Challenge:
Copy every record below exactly as written, but leave out the pictures.

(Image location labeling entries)
____
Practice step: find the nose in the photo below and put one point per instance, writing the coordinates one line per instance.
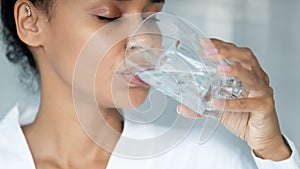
(139, 42)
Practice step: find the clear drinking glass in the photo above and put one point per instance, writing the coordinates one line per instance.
(165, 52)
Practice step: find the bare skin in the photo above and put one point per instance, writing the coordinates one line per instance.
(56, 139)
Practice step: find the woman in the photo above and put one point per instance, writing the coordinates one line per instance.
(51, 33)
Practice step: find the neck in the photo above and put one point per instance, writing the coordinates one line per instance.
(57, 137)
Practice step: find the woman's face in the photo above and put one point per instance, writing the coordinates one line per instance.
(71, 25)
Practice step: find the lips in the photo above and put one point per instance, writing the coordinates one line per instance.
(134, 79)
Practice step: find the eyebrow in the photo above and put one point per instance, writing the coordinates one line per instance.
(153, 1)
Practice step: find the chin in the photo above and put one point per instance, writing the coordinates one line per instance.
(138, 96)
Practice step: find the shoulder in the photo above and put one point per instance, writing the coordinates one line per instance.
(14, 152)
(222, 150)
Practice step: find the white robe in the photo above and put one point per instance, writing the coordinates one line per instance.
(222, 151)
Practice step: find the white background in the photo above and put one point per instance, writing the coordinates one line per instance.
(269, 28)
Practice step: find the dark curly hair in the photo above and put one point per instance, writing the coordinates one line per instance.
(17, 52)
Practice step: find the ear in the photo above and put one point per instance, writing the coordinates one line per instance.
(27, 23)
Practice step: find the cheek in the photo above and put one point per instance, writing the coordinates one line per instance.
(63, 48)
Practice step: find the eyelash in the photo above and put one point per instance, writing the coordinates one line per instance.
(106, 19)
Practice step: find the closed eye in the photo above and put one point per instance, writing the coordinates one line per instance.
(107, 19)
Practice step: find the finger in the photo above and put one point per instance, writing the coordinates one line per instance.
(249, 79)
(244, 56)
(187, 112)
(256, 105)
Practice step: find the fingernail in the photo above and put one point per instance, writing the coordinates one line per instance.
(178, 109)
(224, 68)
(212, 51)
(216, 103)
(204, 40)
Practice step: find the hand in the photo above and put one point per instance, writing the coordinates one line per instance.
(252, 118)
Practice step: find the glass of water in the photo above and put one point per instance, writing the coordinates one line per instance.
(165, 52)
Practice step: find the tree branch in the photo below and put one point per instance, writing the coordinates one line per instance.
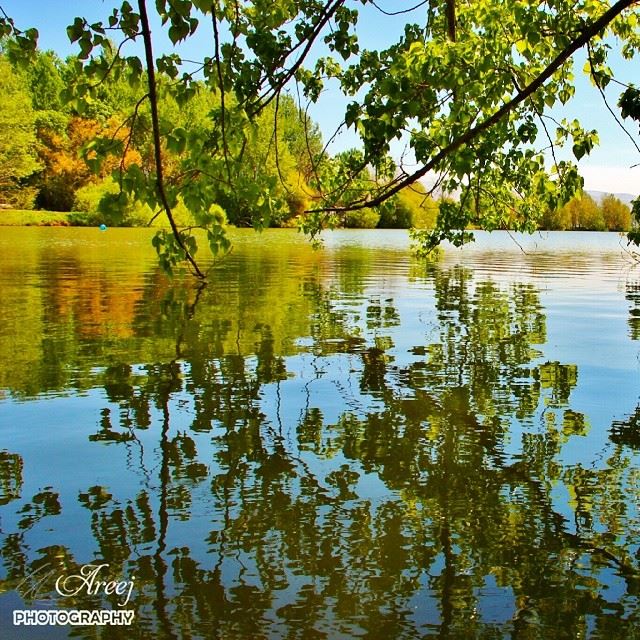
(153, 99)
(587, 34)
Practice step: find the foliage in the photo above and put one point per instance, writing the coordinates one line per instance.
(102, 203)
(18, 159)
(617, 215)
(469, 89)
(27, 218)
(584, 213)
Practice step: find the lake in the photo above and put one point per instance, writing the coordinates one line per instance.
(341, 443)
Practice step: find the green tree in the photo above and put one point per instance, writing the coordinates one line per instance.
(18, 157)
(468, 83)
(583, 213)
(617, 215)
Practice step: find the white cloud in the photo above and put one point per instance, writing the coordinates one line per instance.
(611, 179)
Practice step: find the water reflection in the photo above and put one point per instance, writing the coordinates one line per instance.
(312, 448)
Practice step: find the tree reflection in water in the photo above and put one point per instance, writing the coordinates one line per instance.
(313, 479)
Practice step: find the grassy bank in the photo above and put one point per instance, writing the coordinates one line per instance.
(25, 218)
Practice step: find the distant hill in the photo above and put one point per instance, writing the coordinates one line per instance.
(625, 197)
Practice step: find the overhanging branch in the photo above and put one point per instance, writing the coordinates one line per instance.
(586, 35)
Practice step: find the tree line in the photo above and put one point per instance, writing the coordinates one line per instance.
(53, 154)
(59, 153)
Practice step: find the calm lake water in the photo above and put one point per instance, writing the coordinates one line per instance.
(343, 443)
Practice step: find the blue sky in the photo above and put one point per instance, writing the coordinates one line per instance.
(606, 169)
____
Full solution:
Practice step: find the nose in the photo below and put one point per instance, writing the coordinates one line per instance.
(139, 42)
Practice step: find the clear drinking glass in the photo above and put one point per instance, writing the coordinates one line per instance.
(165, 52)
Practice step: find the bare skin in the photo above and put one point per instance, writing the coordinates one line per instance.
(56, 139)
Practice step: find the woman in the photo above and put one point per instance, writing the coordinates one line per instance.
(51, 33)
Practice step: find the neck in the photo above and put one point per instance, writing the coordinates one line per instance.
(57, 137)
Practice step: find the woman's face in the photo above and put one point per instance, writing the coordinates one line per instance.
(71, 25)
Practice step: find the lips in the photo above and put one point per instance, writing the coordinates one line per instance.
(134, 79)
Practice step: find the eyebrow in the photo above and put one point per instance, writing the coordinates one line per instance.
(153, 1)
Practice step: find the chin in the photo above and put one point per instance, writing the coordinates one line per instance.
(138, 96)
Practice step: find the shoulder in the photo above and put one point per instance, writing the coordinates one line per instance.
(14, 152)
(222, 150)
Practice step: find the white robe in the photo above and put one point per instance, writing the coordinates one line per instance.
(222, 151)
Practice step: find the white background in the photo above and put one point per instance, writing the coordinates one line per instance.
(269, 28)
Practice step: find the dark curly hair in the photo above and put one point per instance, writing the coordinates one line per instance.
(17, 52)
Practice step: find the ear in the photo above and put one point per instance, writing the coordinates one line per instance.
(27, 23)
Practice step: find the cheek in the photo above and put one point per instance, writing the coordinates one line per instance.
(63, 48)
Practice step: find the eyelash in the photo above and put one point per instance, writing the coordinates one line per instance.
(106, 19)
Practice step: find the closed eye in the photo above and put one point per instance, writing the coordinates one line per instance.
(107, 19)
Practice step: find the finger in the photo above and put one point per instance, writing the coordinates one line per instance.
(249, 79)
(244, 56)
(187, 112)
(256, 105)
Practice step: find the fingernail in the photo above and put one point per instance, writing the coordinates one line per instance.
(178, 109)
(224, 68)
(212, 51)
(216, 103)
(204, 40)
Practice step: find the hand in the photo above and put one point per instance, writing the coordinates one line per instance.
(252, 118)
Practice step: find the glass of water in the photo above and put one point per instance, writing the coordinates one line per instance.
(165, 52)
Practice step: find the tree branch in the photo below and put one point per instance, writing the coordinates one line per instance.
(153, 99)
(587, 34)
Practice step: find the foliage in the photo above and put one point per instance, writing the coordinates one line per instance.
(102, 203)
(18, 159)
(617, 215)
(469, 89)
(27, 218)
(584, 213)
Practice step: find the lake in the photo above and put one point per instance, writing the coordinates one line per instance.
(341, 443)
Practice step: find the green tree in the photo above and put one point per instance, writing the coordinates one line per instance.
(18, 157)
(468, 83)
(583, 213)
(617, 215)
Practice step: find the white cloud in the photo above and put one point per instance, writing the coordinates one line per instance.
(611, 179)
Practice step: find the water reflection in the photo above and put one point per instance, writing the coordinates one line per instance.
(312, 448)
Practice step: find the tree reflection in water in the photo above and put one point per instance, writing the coordinates one line per instance.
(313, 479)
Practice step: find the grassy bank in the photo above and put one point per instance, writing the coordinates one line per instance.
(25, 218)
Practice step: find the distant hill in the photo above and put one point per instance, writing the coordinates one line per instance.
(625, 197)
Practice step: find the overhanging branch in the photo above and put one point per instance, writing the coordinates one line per instance.
(586, 35)
Practice step: find the tree line in the photo above and put one point per instance, writing the coordinates one line per instance.
(53, 154)
(59, 153)
Practice step: find the calm lake water in the photo above and put one point per instance, writing the coordinates one line per instance.
(343, 443)
Practice step: find the blue sky in the photo above and put one point per instance, writing the coordinates one line per instance.
(606, 169)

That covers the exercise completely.